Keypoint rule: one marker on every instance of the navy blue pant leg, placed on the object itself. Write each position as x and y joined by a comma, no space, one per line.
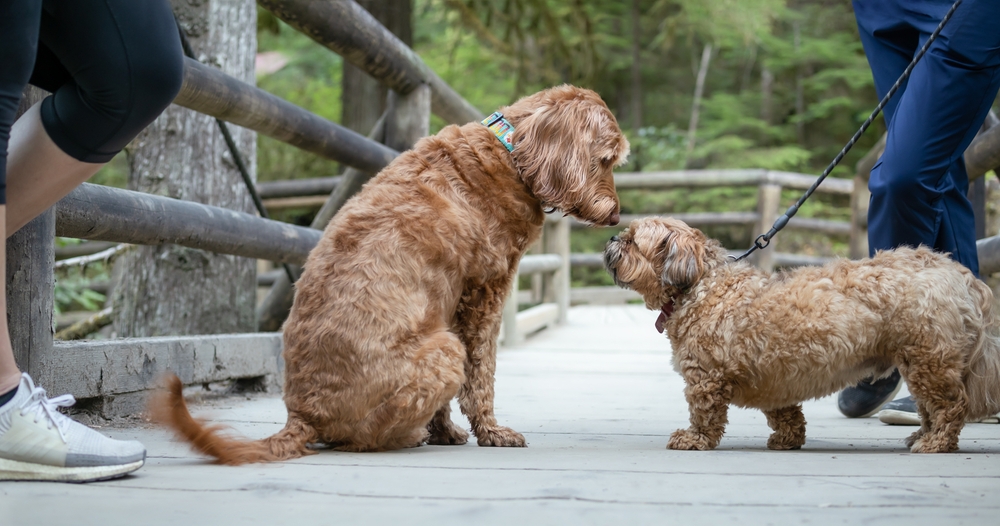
919,185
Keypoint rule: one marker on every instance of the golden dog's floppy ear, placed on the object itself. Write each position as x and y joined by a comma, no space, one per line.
683,262
554,142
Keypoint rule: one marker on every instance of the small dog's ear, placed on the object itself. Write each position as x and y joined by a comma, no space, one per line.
683,262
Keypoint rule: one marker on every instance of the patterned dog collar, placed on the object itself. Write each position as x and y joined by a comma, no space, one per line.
502,128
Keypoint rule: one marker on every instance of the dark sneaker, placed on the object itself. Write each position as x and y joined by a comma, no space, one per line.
903,412
866,398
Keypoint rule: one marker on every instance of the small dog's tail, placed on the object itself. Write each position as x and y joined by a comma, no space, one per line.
982,372
168,408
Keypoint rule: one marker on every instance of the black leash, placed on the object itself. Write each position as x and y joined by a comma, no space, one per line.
765,239
237,157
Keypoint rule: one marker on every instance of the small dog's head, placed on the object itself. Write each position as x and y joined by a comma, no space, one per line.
566,144
660,258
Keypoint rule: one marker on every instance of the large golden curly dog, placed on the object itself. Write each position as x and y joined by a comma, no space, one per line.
399,307
754,339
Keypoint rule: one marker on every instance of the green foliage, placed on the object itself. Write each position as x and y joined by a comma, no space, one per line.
311,79
72,286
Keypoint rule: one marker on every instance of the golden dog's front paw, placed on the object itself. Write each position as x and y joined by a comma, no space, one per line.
450,435
689,440
501,437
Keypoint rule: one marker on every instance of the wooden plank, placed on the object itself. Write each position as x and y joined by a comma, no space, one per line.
29,281
83,249
284,203
94,368
346,28
110,214
212,92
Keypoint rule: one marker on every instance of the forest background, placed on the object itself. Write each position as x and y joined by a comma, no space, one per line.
776,84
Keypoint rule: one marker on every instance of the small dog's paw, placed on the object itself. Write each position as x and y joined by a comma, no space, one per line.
923,445
912,439
687,440
785,442
500,437
451,435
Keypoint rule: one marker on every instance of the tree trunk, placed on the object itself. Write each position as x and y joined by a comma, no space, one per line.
636,71
699,88
168,289
364,98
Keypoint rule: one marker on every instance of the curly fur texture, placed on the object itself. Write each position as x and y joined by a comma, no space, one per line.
772,340
398,309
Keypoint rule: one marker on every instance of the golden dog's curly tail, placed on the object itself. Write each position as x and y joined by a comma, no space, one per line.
982,372
168,408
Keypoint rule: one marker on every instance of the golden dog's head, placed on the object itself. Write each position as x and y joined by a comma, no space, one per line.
660,258
566,143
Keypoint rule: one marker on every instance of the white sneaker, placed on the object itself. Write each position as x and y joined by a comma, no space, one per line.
37,442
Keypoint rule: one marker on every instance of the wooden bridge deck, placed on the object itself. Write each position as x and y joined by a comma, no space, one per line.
596,399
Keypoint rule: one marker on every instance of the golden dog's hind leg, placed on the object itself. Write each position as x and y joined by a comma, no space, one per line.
479,326
789,427
444,432
708,401
432,377
925,424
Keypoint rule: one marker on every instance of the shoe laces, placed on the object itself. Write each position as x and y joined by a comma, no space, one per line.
40,406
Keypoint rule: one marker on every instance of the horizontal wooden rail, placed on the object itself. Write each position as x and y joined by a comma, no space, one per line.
535,263
212,92
745,177
346,28
110,214
298,187
703,219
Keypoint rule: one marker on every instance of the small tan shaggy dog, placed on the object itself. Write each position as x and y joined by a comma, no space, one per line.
753,339
399,307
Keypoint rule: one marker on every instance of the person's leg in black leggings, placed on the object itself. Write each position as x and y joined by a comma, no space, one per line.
112,65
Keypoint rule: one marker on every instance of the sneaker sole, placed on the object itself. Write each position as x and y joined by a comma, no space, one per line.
898,418
28,471
904,418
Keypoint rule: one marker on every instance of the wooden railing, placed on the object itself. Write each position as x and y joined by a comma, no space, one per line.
116,373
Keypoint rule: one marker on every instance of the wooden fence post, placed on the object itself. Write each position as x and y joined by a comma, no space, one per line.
511,336
30,282
557,283
768,201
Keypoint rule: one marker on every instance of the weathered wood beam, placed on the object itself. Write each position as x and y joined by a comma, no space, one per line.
110,214
122,371
212,92
298,187
346,28
736,177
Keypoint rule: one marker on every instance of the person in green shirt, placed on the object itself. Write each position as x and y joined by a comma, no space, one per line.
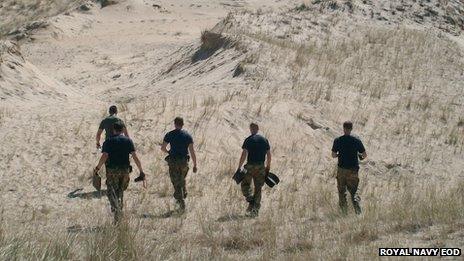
107,125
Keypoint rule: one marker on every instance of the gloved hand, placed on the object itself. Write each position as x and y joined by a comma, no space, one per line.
141,177
95,171
267,169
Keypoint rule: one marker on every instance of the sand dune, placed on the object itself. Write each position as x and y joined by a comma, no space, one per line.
298,68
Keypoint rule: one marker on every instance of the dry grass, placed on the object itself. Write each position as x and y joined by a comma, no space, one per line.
398,85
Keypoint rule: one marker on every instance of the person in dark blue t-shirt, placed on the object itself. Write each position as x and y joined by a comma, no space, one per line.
115,155
347,149
256,151
181,145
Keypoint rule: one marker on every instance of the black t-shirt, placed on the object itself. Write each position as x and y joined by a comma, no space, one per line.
348,147
107,125
257,147
179,140
118,149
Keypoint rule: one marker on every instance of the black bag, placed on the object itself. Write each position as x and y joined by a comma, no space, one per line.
239,176
271,179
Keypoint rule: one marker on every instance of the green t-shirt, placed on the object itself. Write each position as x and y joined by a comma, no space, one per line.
107,125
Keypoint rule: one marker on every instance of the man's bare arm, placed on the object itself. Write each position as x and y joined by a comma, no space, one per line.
194,157
102,161
98,137
137,161
363,155
126,133
163,147
242,158
268,160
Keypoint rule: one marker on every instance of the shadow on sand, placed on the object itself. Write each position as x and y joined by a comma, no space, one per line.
87,195
232,217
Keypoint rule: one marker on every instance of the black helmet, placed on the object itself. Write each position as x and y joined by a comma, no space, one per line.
271,179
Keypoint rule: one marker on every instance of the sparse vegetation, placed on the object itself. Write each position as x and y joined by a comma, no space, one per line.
400,86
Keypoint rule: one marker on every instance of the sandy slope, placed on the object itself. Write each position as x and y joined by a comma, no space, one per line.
296,84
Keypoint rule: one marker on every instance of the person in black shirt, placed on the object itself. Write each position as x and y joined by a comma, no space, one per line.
347,149
180,143
255,150
107,125
115,155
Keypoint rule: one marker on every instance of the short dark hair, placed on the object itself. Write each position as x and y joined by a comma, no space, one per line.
113,109
254,126
178,121
348,125
118,126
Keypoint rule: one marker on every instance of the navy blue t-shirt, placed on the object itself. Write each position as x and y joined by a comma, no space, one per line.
118,148
348,147
257,147
179,140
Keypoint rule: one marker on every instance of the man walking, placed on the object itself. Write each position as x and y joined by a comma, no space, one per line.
107,125
181,144
115,155
256,151
347,149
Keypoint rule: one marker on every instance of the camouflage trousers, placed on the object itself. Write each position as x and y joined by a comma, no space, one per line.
347,179
117,181
178,169
257,175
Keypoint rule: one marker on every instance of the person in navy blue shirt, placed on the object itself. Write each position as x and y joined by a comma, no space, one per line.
115,155
347,149
180,150
257,151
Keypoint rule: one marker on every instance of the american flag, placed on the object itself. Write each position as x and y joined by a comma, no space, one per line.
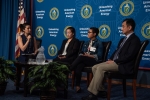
21,20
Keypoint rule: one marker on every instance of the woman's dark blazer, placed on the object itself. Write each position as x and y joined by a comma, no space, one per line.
72,49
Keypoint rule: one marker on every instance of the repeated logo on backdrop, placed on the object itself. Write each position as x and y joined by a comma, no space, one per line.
52,50
126,8
146,30
39,31
86,11
54,13
40,1
104,31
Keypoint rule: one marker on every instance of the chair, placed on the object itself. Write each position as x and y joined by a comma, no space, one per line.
88,69
73,73
80,48
115,74
38,42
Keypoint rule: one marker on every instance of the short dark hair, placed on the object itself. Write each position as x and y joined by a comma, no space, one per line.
72,30
95,30
130,22
23,26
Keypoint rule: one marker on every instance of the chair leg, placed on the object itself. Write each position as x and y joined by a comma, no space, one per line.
134,88
73,79
90,78
124,87
108,89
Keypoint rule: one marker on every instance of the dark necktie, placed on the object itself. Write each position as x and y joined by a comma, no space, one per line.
118,50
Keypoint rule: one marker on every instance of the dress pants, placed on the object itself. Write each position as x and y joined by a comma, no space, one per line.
98,75
78,65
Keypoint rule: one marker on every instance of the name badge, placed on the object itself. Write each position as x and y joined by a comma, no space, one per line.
93,49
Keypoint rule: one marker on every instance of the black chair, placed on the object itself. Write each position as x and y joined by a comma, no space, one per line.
116,75
38,42
88,69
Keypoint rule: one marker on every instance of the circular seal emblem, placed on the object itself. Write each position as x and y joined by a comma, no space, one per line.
104,31
86,11
65,31
39,31
126,8
146,30
54,13
52,50
40,1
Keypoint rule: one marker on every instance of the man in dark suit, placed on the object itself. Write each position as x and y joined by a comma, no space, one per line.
121,60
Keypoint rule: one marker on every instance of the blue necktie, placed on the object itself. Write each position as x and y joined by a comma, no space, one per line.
118,50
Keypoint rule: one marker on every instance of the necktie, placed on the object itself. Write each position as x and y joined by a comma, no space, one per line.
118,50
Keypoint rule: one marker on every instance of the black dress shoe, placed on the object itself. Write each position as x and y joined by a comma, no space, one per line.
79,91
90,97
102,94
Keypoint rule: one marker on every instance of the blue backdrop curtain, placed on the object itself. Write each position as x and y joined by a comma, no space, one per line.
8,26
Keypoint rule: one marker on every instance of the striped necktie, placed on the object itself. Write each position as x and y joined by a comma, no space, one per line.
118,50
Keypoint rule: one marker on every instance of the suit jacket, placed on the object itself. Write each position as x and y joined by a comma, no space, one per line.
127,54
72,49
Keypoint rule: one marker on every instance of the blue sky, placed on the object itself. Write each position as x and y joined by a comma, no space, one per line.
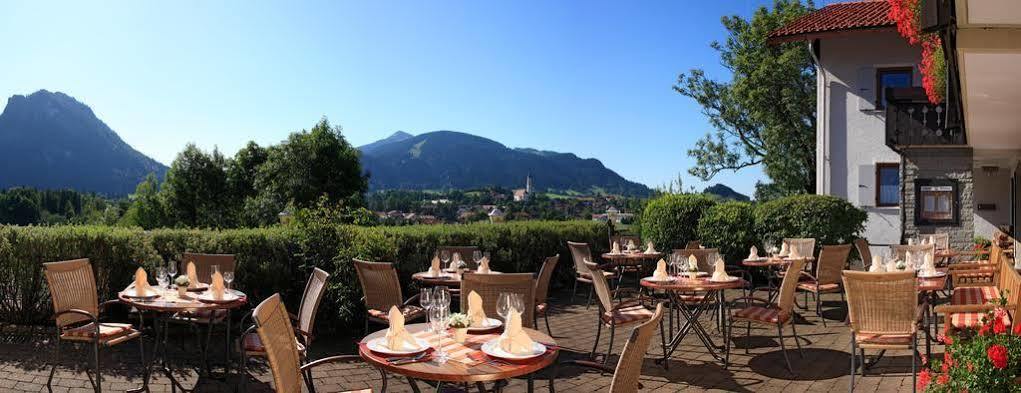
589,78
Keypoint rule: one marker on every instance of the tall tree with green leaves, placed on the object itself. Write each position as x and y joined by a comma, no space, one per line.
766,113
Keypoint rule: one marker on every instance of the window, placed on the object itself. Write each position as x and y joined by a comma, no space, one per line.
887,184
890,78
936,202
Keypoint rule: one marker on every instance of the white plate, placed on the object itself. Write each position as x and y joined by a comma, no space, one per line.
378,345
490,324
492,348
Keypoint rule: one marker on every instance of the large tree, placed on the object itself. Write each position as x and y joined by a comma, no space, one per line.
766,113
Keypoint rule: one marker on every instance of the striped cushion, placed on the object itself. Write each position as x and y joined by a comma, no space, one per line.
763,314
626,315
974,295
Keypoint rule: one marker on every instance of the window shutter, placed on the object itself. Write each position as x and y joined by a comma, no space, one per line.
866,89
867,185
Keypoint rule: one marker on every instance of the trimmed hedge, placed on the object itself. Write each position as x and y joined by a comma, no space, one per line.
274,259
731,228
671,220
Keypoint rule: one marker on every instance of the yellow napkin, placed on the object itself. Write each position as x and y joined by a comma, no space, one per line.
515,340
216,286
141,283
192,277
397,337
661,271
475,311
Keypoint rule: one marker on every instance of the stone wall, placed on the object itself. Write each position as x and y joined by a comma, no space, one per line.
955,163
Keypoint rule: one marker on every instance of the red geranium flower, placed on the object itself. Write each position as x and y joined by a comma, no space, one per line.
998,355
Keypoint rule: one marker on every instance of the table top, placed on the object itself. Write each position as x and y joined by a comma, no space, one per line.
467,362
168,301
685,284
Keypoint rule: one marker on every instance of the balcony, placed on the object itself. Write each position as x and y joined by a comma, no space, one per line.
913,120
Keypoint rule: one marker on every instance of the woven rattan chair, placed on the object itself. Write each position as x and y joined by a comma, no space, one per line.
628,370
542,290
768,313
489,287
304,322
581,254
77,310
827,280
615,315
381,290
273,325
883,311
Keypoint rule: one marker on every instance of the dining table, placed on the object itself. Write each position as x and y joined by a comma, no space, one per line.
466,363
680,291
165,304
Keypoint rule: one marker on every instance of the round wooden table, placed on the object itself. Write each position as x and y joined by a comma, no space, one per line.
467,362
164,307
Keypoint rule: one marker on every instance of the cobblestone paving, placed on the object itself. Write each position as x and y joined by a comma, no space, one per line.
25,359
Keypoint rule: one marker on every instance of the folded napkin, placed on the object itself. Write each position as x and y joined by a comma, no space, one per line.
192,277
216,286
661,271
515,340
434,267
141,283
397,338
475,311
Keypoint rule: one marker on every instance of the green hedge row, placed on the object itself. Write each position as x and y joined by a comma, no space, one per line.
274,259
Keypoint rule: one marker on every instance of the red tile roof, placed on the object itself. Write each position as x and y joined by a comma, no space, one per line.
836,17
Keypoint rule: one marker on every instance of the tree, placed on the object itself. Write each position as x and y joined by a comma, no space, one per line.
311,163
766,113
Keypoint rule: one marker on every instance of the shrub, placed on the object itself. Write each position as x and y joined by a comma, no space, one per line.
671,220
829,219
729,227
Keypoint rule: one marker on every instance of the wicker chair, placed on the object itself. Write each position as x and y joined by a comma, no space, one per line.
827,280
77,310
581,253
489,288
276,332
381,290
628,369
304,322
615,315
884,313
770,314
542,290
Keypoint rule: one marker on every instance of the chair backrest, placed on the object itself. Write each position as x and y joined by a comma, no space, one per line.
309,302
275,331
204,263
806,246
489,287
380,285
831,262
580,253
881,302
864,252
73,285
629,364
542,282
785,302
706,256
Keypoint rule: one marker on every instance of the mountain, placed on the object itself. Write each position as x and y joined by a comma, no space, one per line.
52,141
447,159
726,193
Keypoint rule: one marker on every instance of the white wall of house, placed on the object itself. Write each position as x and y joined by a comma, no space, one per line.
851,131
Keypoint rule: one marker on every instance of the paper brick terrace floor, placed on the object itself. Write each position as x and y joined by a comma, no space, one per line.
26,353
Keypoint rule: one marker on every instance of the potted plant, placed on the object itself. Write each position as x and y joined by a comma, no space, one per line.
459,323
182,282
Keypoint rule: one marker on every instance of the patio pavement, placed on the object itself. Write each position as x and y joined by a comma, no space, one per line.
25,356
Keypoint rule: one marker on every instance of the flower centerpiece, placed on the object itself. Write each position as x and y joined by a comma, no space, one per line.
984,360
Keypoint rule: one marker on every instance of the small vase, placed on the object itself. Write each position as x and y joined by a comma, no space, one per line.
459,335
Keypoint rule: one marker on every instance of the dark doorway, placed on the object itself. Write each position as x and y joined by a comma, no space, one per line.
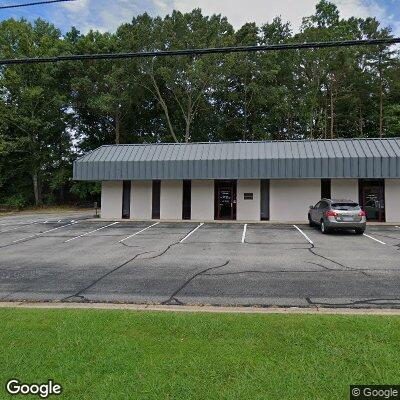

_What to work on_
Extract every line from the records above that contains the string “curly”, copying each such line in full.

_Solution for this exercise_
Keypoint rule: one marker on every instance of the large golden curly dog, placed on the object itself. Write each position as x and y joined by a comma, no space, one per line.
Keypoint rule: one marker on every instance of the curly fur texture, placed on the object itself. Write each position as x and y joined by a comma, no space, one per line.
Keypoint rule: one marker on every instance of the golden dog's curly tail, placed on the object itself. Write each position as x and y joined by a comma, no space, one per line.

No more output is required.